EXERCISE MATERIALS »
···

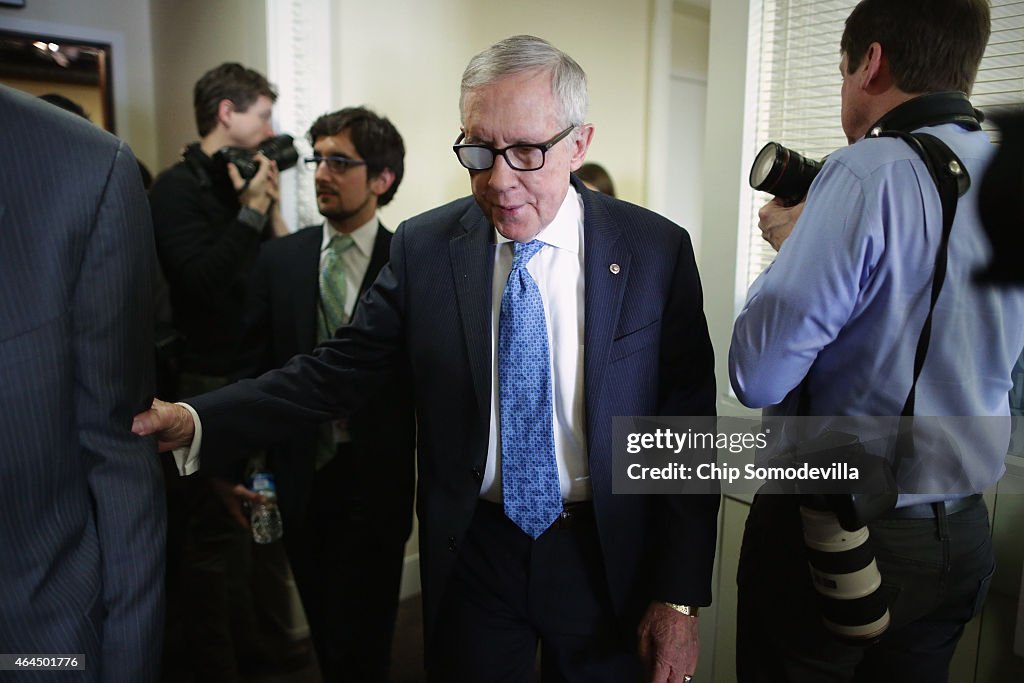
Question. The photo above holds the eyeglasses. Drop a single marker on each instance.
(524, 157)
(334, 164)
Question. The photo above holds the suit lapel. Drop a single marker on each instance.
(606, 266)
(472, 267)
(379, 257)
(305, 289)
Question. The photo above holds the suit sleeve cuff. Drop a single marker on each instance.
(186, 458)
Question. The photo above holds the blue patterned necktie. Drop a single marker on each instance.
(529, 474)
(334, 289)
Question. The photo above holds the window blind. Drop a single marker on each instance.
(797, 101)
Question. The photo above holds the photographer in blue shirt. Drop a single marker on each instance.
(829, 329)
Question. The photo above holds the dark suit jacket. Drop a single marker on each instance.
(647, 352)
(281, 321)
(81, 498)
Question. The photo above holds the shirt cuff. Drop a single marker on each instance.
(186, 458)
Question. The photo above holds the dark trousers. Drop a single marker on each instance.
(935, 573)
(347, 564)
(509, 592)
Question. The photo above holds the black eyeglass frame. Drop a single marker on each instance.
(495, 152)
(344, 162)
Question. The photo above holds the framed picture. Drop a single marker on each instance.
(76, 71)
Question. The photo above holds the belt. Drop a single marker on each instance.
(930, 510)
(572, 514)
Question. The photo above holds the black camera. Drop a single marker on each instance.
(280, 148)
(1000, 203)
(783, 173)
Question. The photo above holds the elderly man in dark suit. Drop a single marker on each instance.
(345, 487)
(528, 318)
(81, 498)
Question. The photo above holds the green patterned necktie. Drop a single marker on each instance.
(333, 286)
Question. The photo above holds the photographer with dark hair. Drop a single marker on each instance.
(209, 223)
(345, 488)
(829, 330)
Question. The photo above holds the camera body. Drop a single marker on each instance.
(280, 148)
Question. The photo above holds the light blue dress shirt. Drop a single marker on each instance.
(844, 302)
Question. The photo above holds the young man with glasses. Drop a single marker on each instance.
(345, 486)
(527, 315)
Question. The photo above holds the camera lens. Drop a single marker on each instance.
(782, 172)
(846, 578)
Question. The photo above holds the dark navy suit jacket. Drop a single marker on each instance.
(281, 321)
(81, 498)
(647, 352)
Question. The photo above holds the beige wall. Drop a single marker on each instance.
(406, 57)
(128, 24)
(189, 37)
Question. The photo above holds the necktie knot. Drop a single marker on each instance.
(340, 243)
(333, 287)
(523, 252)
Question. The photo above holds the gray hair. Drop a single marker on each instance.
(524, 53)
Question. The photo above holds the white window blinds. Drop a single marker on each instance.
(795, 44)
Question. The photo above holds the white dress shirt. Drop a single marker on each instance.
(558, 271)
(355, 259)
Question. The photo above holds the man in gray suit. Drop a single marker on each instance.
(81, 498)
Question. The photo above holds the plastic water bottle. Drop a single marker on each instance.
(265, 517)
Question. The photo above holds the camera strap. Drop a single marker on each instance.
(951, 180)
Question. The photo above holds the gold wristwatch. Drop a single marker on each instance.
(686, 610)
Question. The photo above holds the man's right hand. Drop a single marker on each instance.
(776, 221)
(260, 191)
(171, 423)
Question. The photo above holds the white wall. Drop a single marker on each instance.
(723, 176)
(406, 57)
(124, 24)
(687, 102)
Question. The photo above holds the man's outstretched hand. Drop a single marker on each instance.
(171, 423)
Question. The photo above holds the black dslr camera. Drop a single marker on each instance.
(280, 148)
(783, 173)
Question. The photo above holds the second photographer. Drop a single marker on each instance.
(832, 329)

···

WHAT YOU ARE ASKED TO DO » Could you write out the records again from the line containing "Question. The photo above holds the man's right" through the end of the records, inclusive, swapping "white wall" for "pale wall" and leaving everything else unchanged?

EXERCISE OUTPUT »
Question. The photo above holds the man's right hand. Drop a single marker on each instance.
(776, 221)
(260, 191)
(171, 423)
Question. The photo above holds the pale wall. Drop a single marker on each instance.
(723, 176)
(406, 57)
(124, 24)
(687, 102)
Question. The photo above holds the man's outstretched hand. Drop a single marker on each instance.
(171, 423)
Question. The photo above holds the black dslr camera. Drop a single marker on each instance.
(280, 148)
(783, 173)
Question. The photo above holds the second photographer. Drop a single marker on each instance.
(832, 329)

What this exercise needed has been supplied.